Start of Block

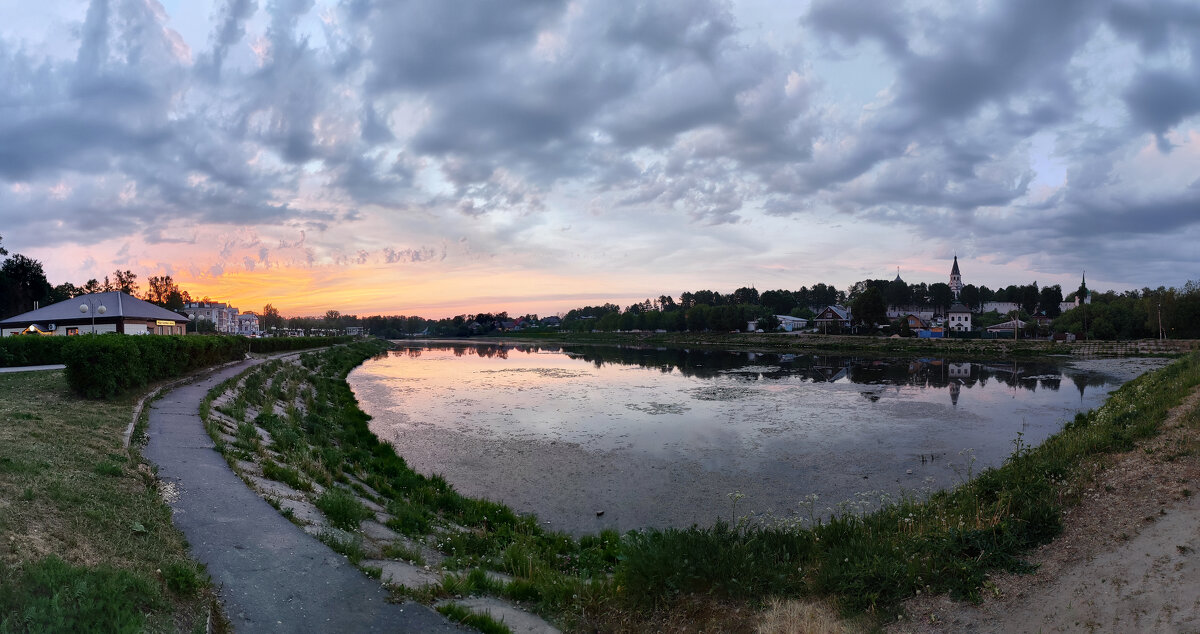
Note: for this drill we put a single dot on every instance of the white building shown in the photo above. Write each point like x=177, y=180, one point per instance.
x=223, y=316
x=958, y=318
x=247, y=324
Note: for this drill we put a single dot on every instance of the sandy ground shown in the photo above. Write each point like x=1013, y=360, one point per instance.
x=1127, y=560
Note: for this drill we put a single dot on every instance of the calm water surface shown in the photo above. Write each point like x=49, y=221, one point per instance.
x=595, y=437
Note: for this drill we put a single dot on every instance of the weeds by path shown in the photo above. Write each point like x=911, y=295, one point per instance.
x=85, y=540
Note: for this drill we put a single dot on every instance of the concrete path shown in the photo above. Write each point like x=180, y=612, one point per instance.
x=270, y=574
x=31, y=368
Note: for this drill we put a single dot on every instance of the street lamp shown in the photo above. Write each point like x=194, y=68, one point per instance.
x=91, y=306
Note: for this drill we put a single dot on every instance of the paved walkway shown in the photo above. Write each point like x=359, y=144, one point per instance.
x=270, y=574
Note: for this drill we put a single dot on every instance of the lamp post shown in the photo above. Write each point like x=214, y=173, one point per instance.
x=90, y=306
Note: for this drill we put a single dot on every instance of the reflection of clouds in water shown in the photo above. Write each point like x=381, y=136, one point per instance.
x=563, y=435
x=753, y=370
x=545, y=372
x=721, y=393
x=654, y=408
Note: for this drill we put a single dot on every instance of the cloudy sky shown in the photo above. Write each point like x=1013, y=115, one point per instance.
x=433, y=157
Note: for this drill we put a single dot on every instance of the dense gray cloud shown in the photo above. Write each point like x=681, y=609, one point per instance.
x=316, y=114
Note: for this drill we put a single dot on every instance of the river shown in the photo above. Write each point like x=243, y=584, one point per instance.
x=591, y=437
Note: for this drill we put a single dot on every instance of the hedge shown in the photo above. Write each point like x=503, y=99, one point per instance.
x=31, y=350
x=288, y=344
x=103, y=366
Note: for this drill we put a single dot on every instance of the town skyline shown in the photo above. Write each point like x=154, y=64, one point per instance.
x=379, y=157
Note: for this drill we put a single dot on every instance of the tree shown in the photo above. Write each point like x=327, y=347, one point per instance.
x=898, y=293
x=778, y=301
x=126, y=282
x=869, y=309
x=745, y=295
x=270, y=318
x=1029, y=298
x=1050, y=300
x=165, y=292
x=970, y=295
x=22, y=283
x=940, y=295
x=65, y=291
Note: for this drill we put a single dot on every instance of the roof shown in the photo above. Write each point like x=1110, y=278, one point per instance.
x=843, y=313
x=1007, y=326
x=115, y=303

End of Block

PROBLEM REQUIREMENTS | What are the lines from the one containing "y=278, one point per instance." through the end of the material? Reproduce them exactly, both ends included, with nothing added.

OUTPUT |
Note: for this drill we put a single dot on every instance of the roof shown in the photo above. Write each point like x=1110, y=278, one point per instance.
x=843, y=313
x=1007, y=326
x=115, y=303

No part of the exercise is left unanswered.